> _ABOUT THIS EXERCISE_:
Give the lines again exactly as they appear, beginning at the one with "If you could point to the decorative" and ending at the last line of the records.

··· RECORDS FOR PROCESSING ···

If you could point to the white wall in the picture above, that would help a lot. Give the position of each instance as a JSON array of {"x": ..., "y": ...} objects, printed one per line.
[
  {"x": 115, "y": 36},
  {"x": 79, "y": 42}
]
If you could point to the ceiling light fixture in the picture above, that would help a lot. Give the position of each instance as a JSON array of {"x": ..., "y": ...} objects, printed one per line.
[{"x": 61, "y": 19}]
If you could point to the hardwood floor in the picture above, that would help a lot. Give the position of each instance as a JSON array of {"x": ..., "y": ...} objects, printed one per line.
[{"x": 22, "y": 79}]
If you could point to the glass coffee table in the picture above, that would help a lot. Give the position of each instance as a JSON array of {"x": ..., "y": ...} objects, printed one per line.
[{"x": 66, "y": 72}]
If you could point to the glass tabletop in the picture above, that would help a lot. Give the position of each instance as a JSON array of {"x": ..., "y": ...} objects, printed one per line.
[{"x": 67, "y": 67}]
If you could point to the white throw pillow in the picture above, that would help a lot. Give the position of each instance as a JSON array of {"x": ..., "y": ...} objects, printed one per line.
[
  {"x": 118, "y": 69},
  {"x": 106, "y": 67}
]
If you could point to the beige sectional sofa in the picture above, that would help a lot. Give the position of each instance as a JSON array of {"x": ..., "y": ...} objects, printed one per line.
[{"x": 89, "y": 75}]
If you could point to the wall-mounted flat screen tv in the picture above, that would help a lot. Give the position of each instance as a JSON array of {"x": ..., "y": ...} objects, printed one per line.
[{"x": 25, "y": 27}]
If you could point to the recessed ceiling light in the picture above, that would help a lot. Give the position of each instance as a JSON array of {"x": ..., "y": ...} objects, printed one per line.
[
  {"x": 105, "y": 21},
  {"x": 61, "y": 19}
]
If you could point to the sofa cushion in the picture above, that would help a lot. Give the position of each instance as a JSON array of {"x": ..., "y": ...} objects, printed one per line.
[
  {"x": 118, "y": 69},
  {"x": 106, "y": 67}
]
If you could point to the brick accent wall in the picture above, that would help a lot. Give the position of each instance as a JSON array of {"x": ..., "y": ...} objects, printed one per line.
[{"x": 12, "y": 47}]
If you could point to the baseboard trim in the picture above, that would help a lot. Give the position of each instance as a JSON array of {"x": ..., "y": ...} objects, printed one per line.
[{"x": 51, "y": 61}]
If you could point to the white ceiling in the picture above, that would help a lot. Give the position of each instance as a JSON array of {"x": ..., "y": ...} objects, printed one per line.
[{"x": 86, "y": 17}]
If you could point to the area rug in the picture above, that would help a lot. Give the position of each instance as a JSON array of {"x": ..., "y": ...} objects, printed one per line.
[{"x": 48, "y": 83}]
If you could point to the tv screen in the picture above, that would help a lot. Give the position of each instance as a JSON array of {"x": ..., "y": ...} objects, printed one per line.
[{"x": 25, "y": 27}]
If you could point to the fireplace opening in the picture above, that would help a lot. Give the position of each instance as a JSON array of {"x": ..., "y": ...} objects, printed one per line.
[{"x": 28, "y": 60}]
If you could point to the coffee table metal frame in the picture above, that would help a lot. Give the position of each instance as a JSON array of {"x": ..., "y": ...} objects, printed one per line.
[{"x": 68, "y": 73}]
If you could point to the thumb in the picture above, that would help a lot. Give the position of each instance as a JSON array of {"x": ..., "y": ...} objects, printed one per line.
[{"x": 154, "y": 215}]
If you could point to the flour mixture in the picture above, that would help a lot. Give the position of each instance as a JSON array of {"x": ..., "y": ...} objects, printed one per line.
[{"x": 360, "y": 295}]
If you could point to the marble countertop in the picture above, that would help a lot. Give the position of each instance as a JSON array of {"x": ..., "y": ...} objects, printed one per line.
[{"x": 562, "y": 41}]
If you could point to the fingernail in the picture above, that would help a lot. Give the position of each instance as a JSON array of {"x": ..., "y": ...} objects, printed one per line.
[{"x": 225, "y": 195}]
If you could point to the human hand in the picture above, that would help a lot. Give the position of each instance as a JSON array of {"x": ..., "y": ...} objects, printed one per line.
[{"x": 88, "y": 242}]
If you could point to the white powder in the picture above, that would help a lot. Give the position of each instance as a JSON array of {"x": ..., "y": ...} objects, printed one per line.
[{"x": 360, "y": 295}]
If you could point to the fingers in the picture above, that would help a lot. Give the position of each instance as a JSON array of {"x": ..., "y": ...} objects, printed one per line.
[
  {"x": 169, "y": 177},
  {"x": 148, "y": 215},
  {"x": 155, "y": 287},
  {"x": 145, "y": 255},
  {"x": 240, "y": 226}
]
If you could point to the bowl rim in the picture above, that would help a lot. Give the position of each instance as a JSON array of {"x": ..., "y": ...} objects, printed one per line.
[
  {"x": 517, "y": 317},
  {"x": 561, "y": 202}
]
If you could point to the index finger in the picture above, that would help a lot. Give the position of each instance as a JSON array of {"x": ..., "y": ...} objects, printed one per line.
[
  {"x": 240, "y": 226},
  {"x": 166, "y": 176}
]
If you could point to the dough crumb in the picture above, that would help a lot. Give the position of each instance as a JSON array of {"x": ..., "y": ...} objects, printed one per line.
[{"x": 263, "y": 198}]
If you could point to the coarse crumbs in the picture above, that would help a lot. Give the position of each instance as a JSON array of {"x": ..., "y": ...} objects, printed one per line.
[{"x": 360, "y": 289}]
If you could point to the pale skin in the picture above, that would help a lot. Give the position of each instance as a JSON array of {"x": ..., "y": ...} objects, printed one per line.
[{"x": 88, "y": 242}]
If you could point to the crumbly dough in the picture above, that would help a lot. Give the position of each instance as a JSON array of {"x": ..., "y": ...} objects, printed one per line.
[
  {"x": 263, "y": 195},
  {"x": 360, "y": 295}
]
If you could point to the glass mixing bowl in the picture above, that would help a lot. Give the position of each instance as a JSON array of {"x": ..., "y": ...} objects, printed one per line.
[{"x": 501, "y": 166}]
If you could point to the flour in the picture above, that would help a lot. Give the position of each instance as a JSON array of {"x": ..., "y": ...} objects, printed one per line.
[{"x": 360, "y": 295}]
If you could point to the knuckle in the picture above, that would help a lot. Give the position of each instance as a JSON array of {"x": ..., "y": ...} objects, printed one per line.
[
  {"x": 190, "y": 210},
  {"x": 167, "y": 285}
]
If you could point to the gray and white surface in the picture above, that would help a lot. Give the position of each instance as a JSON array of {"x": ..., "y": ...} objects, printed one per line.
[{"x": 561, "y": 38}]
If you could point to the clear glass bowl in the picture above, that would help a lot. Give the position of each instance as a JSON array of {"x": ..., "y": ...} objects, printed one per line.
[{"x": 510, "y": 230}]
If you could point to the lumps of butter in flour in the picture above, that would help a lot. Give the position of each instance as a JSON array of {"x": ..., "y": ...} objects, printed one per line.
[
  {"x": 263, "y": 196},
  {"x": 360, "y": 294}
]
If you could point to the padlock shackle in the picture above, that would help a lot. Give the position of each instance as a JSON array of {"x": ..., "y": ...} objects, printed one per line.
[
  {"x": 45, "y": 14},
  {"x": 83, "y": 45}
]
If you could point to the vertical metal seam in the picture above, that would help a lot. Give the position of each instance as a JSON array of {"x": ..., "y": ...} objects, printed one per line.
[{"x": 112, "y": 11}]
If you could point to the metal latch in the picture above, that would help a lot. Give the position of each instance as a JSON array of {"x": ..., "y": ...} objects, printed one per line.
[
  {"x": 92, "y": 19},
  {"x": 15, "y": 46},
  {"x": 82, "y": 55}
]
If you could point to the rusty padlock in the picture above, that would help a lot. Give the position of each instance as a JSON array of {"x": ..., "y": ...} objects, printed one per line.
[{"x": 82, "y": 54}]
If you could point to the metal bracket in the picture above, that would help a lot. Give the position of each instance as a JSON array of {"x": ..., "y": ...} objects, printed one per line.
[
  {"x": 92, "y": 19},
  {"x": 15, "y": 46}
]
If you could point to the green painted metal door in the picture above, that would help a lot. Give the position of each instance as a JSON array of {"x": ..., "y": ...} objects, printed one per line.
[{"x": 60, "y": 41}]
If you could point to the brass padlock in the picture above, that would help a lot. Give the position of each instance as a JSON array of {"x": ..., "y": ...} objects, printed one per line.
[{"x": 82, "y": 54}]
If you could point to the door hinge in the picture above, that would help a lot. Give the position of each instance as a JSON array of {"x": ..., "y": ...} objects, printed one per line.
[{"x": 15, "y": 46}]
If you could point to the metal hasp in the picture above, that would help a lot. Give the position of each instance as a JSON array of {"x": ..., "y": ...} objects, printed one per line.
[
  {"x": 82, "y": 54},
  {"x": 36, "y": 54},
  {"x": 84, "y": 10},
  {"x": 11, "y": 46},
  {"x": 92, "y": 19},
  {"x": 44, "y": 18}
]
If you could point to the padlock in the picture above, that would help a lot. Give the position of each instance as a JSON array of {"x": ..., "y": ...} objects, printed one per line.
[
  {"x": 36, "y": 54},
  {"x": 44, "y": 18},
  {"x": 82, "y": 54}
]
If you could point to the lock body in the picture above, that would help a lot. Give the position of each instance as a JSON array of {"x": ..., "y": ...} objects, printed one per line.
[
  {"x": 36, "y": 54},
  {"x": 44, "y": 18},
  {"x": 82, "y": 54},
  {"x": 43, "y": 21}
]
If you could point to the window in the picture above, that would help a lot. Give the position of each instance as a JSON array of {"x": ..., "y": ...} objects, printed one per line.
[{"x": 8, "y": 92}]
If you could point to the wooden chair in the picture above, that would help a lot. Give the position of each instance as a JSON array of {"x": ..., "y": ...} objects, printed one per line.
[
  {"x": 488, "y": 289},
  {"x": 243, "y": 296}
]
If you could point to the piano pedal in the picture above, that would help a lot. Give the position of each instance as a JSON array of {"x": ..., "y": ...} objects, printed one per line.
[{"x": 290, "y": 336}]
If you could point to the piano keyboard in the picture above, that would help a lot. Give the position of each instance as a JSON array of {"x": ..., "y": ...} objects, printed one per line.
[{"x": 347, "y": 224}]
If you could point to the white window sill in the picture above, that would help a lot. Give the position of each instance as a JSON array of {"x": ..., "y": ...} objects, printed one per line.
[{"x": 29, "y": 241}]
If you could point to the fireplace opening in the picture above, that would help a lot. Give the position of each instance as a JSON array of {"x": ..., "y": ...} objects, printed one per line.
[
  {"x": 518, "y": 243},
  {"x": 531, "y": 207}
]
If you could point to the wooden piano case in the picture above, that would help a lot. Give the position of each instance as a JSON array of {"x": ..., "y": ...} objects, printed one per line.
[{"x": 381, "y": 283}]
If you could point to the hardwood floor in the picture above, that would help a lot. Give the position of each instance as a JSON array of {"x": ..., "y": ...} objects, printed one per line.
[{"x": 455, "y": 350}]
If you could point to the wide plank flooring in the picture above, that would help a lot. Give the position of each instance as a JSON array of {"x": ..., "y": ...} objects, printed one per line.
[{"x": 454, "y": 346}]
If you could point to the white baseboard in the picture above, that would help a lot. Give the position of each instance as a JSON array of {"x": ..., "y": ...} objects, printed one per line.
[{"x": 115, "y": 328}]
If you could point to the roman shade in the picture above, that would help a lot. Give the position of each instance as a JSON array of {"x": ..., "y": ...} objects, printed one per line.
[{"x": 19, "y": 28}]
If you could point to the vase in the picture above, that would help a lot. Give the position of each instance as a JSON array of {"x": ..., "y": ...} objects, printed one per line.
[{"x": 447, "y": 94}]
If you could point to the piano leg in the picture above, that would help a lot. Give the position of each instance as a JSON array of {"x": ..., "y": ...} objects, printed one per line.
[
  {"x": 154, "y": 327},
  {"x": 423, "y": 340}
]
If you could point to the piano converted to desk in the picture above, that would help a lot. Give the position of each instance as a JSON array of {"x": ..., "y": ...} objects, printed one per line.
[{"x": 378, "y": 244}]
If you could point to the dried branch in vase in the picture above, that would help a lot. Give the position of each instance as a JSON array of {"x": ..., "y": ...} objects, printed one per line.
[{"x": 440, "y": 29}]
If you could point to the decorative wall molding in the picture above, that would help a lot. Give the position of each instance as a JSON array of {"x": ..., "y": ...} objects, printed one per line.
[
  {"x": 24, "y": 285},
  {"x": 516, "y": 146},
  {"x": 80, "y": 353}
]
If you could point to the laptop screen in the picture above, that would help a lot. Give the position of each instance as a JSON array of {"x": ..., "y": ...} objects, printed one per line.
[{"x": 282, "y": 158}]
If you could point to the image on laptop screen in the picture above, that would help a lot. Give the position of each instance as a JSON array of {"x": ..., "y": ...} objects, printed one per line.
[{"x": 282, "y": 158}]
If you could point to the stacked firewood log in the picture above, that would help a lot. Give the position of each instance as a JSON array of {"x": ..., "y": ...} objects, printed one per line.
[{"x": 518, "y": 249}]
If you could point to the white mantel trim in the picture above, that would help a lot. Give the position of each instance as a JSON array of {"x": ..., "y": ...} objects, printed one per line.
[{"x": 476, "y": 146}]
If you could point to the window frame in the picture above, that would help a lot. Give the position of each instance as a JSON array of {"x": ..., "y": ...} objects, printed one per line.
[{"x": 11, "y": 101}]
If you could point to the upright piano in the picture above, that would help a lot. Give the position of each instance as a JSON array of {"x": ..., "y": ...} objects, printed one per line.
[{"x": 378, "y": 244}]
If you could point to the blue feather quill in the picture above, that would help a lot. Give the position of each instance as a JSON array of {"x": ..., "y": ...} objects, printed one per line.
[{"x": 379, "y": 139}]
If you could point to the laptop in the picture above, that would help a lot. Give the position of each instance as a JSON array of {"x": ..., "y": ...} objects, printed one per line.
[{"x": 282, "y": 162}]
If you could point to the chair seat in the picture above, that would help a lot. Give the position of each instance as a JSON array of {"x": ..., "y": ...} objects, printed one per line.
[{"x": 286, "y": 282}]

···

> _OUTPUT OF THE EXERCISE_:
If you could point to the decorative wall molding in the picture above, that would help a lot. Give the position of each instance as a JSON array of {"x": ..., "y": ...} objects, printed one per line.
[
  {"x": 24, "y": 285},
  {"x": 516, "y": 146},
  {"x": 80, "y": 353}
]
If you could point to the laptop screen in the picture above, that would help a lot. Give the position of each instance as a JSON array of {"x": ..., "y": ...} objects, printed one per line.
[{"x": 282, "y": 158}]
If you could point to the image on laptop screen in the picture above, that would help a lot. Give the position of each instance as a JSON array of {"x": ..., "y": ...} objects, printed one per line.
[{"x": 282, "y": 158}]
If you could point to the stacked firewood log in the picture above, that would help a lot. Give the position of each instance as a JSON array of {"x": ..., "y": ...} objects, printed one per line.
[{"x": 518, "y": 249}]
If you could point to the white mantel trim in the picture above, that would help a lot. Give the position of each instance as a JSON array of {"x": ..., "y": ...} objects, printed one per line.
[{"x": 476, "y": 146}]
If you could point to the window frame in the picture above, that would help a lot. Give the position of each instance as a JSON array of {"x": ..., "y": ...} objects, printed one per line.
[{"x": 11, "y": 101}]
If you could point to the upright piano in the picture above, that would help a lot. Give the position of each instance as a JSON array of {"x": ..., "y": ...} objects, printed one per line.
[{"x": 378, "y": 244}]
If you could point to the blue feather quill in the picture above, that would help a lot. Give the position of each instance as a JSON array of {"x": ..., "y": ...} objects, printed one per line.
[{"x": 379, "y": 139}]
If you could point to the laptop in the picture above, that would help a lot. Give the position of each instance as a JSON array of {"x": ..., "y": ...} objects, printed one per line.
[{"x": 282, "y": 162}]
If you could point to the chair seat in the picture above, that would help a lot. Give the position of each instance as a JSON array of {"x": ..., "y": ...} objects, printed one per line.
[{"x": 286, "y": 282}]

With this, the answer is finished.